» **Exercise directions**:
Rewrite the text on the Booi interview below, starting at "Later, when Booi" and ending at "Magwenzi and Beyoncé.", with "Parkwood Entertainment" substituted for "Parkwood".

» **Text passage**:

Later, when Booi was visiting friends in Los Angeles and an hour away from boarding a plane, he got another call. “Don’t leave L.A.,” Parkwood told him. They invited him to a camp to focus solely on the project.
“That was an incredible moment for me. I can’t even express how ridiculous it was,” Booi says. “It’s a week of meeting and interacting with the coolest people. And during that you create a bunch of things and it gets passed around, and you never really know what’s happening.”
Booi produced and made a beat for the track “Find Your Way Back,” which touches on father figures and has been described as a riff on “Circle of Life” from the original Lion King film. He is credited (although incorrectly as “Bubele Boii”) as a producer alongside Robert Magwenzi and Beyoncé.
Interestingly enough, “Find Your Way Back” wasn’t created during the Los Angeles songwriting camp. He and Magwenzi were just hanging out in Booi’s mom’s house in Johannesburg last summer when they thought about making a tune. At the time, the duo knew they wanted to utilize the bass guitar in a cool way and make something that could “groove and vibe.” They had no inkling it would end up in the hands of Beyoncé.
“She happened to pick it up, and for some reason, really resonated with it, and then gave a random bunch of kids from Africa a chance,” Booi says. “I just can’t even believe someone of her caliber would do something like that. But I guess someone of her caliber can do something like that.”
To be part of a Beyoncé project is special enough, but Booi says there’s a unique significance in working on an album dedicated to The Lion King.
“The Lion King has massive significance in South Africa, being released in 1994,” he says. “And there’s also the freedom you also have in South Africa, where the apartheid regime officially came to an end. So being involved in a project like this, for me, is monumental.”
That the album assembled an array of African artists — including Wizkid, Burna Boy, Yemi Alade, and DJ Lag — is part of what separates Beyoncé from the pack, Booi says.
“They didn’t take shortcuts and appropriate or be like, ‘Oh, we like Afrobeat, let’s get a whole bunch of American people to make African-sounding things,’” he continues. “They’re like, ‘This Lion King means so much. And it’s based in Africa. And I think that we need to give people an opportunity from this geographical location to be part of it.’”
Although most people might say they’ve peaked at a collaboration with Beyoncé, Booi doesn’t want his career to stop there. First, he has to wrap up his master’s at NYU. But his ultimate goal is to be a behind-the-scenes producer and songwriter, and be backstage while audiences resonate with his music.
“The dream is to live a life and have your kids have a normal life. And once in a while though, Auntie Beyoncé comes in for a barbecue,” Booi says. “I said that completely jokingly many years ago. I wasn’t able to meet her on this project; I missed her by two hours when we were in the studio that one night. But now it’s like, ‘Wow, it’s a possibility.’”
Booi hasn’t yet adjusted to internet virality, but he says it’s been especially wonderful to see people back home celebrate his success. Twitter props during grad week is a communal event in South Africa, where “a win for one child is a win for the whole community.”
“A lot of people’s parents didn’t get the chance to go to university, so a lot of black children, when they graduate, they’re the first person in the family to graduate,” he says. “And everyone just retweets everyone because even if we don’t know you, you are a doctor now and we love you and we show love back to you.
“I just witnessed that in the biggest ways where I have, like, random mamas just hitting me up being like, ‘Yo, we are so proud, my son, we are so proud,’” he adds. “I do not know these people at all, but because I am someone from this country — and as a result, their son by extension — it’s like I’m representing all of them in this.”
Not bad for a kid with a suitcase and a keyboard.

» **Data section**:
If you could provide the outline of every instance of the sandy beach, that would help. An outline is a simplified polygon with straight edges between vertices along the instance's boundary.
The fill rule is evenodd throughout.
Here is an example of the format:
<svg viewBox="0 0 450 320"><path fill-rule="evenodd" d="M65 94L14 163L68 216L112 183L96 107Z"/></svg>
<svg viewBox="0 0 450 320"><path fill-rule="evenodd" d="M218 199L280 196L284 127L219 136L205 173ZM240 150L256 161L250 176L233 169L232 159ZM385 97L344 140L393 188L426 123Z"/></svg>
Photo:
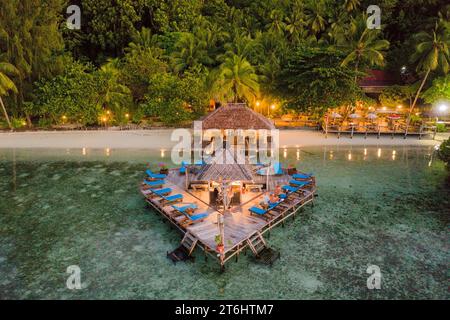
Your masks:
<svg viewBox="0 0 450 320"><path fill-rule="evenodd" d="M162 149L171 148L171 129L134 130L134 131L38 131L0 133L0 148L115 148L115 149ZM281 147L325 146L325 145L361 145L361 146L434 146L447 139L449 134L438 134L435 140L424 137L419 140L410 136L349 136L329 135L328 138L318 131L280 130Z"/></svg>

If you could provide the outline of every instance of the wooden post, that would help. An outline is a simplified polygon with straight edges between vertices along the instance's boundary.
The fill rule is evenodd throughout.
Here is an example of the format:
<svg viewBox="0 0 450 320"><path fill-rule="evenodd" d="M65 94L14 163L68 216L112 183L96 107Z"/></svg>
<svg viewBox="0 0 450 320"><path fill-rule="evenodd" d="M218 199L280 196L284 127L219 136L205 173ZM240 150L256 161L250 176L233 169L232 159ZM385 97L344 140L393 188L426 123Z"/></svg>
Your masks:
<svg viewBox="0 0 450 320"><path fill-rule="evenodd" d="M185 177L185 188L186 191L189 189L189 166L186 166L186 173L185 173L186 177Z"/></svg>

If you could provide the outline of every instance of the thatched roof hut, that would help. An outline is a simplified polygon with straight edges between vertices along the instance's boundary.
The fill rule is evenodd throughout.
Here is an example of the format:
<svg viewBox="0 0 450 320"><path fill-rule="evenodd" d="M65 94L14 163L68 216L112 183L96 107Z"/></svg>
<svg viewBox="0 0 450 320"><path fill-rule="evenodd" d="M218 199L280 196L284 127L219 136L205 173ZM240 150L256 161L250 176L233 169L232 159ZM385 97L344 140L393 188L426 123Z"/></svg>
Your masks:
<svg viewBox="0 0 450 320"><path fill-rule="evenodd" d="M202 120L202 129L275 129L263 115L246 107L245 103L229 103Z"/></svg>
<svg viewBox="0 0 450 320"><path fill-rule="evenodd" d="M243 164L208 164L197 176L201 181L253 181L252 170Z"/></svg>
<svg viewBox="0 0 450 320"><path fill-rule="evenodd" d="M216 155L210 164L205 165L198 173L199 181L253 181L252 167L243 164L242 159L225 149Z"/></svg>

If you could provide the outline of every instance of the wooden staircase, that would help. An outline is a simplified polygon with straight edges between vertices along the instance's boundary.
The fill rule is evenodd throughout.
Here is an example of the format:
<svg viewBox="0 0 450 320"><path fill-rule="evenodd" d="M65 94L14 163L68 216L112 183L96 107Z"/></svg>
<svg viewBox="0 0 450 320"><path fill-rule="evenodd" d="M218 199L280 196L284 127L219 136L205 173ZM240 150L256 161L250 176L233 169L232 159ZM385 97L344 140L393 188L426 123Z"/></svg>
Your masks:
<svg viewBox="0 0 450 320"><path fill-rule="evenodd" d="M267 248L266 241L259 232L255 232L253 235L251 235L247 239L247 243L255 257L258 257L261 251Z"/></svg>
<svg viewBox="0 0 450 320"><path fill-rule="evenodd" d="M195 246L197 245L197 242L198 242L197 238L195 238L189 232L186 232L186 234L183 237L183 240L181 240L181 245L185 247L189 255L191 255L195 249Z"/></svg>
<svg viewBox="0 0 450 320"><path fill-rule="evenodd" d="M247 239L248 246L255 255L257 262L272 265L275 260L280 257L280 253L269 248L263 236L259 232L255 232Z"/></svg>
<svg viewBox="0 0 450 320"><path fill-rule="evenodd" d="M192 252L194 252L197 243L198 239L191 235L189 232L186 232L183 239L181 240L180 246L172 252L167 252L167 258L172 260L173 263L193 260L194 257L192 256Z"/></svg>

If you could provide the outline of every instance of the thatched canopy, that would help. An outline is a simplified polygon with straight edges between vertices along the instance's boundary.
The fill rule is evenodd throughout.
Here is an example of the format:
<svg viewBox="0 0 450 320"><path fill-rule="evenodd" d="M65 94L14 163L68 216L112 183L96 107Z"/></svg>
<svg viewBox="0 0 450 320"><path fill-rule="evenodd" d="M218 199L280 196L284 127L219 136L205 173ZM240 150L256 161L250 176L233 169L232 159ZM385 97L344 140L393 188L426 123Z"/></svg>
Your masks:
<svg viewBox="0 0 450 320"><path fill-rule="evenodd" d="M236 161L238 156L233 156L230 150L225 149L223 153L216 155L205 165L196 177L198 181L253 181L252 168L244 164L242 159Z"/></svg>
<svg viewBox="0 0 450 320"><path fill-rule="evenodd" d="M202 119L203 129L275 129L275 125L263 115L243 103L228 104Z"/></svg>
<svg viewBox="0 0 450 320"><path fill-rule="evenodd" d="M199 181L253 181L251 169L245 164L208 164L197 175Z"/></svg>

» **Result**:
Later, when Booi was visiting friends in Los Angeles and an hour away from boarding a plane, he got another call. “Don’t leave L.A.,” Parkwood Entertainment told him. They invited him to a camp to focus solely on the project.
“That was an incredible moment for me. I can’t even express how ridiculous it was,” Booi says. “It’s a week of meeting and interacting with the coolest people. And during that you create a bunch of things and it gets passed around, and you never really know what’s happening.”
Booi produced and made a beat for the track “Find Your Way Back,” which touches on father figures and has been described as a riff on “Circle of Life” from the original Lion King film. He is credited (although incorrectly as “Bubele Boii”) as a producer alongside Robert Magwenzi and Beyoncé.